*** Begin section ***
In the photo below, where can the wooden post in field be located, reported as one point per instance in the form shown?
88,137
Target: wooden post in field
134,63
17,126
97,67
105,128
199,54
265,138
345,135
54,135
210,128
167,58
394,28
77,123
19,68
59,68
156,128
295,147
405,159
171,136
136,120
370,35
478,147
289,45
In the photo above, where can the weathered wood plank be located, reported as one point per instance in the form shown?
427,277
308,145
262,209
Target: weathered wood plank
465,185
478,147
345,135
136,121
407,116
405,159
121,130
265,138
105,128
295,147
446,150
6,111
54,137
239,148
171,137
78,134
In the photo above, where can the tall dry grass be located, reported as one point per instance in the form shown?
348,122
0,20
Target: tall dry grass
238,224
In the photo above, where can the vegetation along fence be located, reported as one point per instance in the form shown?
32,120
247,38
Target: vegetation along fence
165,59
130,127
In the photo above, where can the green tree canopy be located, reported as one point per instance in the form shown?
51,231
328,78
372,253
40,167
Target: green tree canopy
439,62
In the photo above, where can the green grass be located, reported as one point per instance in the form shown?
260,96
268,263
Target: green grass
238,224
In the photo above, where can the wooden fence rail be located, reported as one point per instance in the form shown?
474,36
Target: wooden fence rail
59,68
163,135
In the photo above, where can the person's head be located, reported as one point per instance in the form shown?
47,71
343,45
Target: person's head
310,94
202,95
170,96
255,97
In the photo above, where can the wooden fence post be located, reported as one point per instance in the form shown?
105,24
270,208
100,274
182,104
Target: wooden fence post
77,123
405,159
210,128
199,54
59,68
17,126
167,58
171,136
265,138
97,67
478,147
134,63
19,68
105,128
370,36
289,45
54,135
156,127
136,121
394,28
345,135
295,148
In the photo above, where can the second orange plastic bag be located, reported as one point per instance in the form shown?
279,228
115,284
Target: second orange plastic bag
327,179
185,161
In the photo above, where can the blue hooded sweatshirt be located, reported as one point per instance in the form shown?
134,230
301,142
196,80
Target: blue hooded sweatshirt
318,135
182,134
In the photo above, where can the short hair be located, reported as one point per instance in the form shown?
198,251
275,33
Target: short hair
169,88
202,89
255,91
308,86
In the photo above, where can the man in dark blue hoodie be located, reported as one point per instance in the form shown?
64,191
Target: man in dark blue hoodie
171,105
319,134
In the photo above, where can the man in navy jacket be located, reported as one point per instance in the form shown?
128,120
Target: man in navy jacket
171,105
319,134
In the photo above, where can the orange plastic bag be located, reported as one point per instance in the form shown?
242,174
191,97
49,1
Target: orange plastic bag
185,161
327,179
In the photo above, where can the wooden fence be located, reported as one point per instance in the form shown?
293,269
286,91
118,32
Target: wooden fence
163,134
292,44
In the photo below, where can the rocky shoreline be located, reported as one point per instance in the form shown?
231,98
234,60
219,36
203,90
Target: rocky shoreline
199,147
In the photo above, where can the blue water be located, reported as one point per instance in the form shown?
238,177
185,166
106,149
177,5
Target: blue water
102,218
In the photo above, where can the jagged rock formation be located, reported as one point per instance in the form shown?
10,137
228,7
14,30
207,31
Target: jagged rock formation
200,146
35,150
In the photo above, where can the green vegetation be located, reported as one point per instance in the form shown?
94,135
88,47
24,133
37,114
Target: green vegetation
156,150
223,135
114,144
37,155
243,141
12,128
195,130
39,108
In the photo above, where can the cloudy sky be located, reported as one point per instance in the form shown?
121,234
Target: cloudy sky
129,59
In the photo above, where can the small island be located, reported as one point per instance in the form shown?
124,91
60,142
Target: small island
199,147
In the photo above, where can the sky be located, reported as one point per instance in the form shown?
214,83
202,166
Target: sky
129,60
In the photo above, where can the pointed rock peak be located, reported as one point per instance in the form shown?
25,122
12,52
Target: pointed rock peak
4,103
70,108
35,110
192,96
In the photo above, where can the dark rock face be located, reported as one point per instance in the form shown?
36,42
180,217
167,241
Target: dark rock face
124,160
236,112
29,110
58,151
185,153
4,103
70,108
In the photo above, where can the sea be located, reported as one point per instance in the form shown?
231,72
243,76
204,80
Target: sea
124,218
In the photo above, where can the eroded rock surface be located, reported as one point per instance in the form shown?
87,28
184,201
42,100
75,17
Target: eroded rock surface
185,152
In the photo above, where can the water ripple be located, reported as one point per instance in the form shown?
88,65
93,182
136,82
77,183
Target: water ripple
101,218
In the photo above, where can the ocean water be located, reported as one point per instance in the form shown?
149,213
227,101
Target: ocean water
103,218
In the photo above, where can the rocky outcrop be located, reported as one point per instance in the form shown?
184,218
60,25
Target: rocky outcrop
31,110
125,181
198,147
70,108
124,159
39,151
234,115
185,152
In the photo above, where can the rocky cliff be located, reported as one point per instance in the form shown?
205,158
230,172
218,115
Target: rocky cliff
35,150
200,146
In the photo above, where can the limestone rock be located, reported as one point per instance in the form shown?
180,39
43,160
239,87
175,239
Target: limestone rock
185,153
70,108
*** End section ***
* _Work request_:
A complete answer gives every line of the records holding "below".

* _Result for this exercise_:
In the photo below, where can the wooden post in field be located, reported as one point per instance in the form shown?
In the photo below, where can the rocky shoreline be located, reported as one point per instance in the form shown?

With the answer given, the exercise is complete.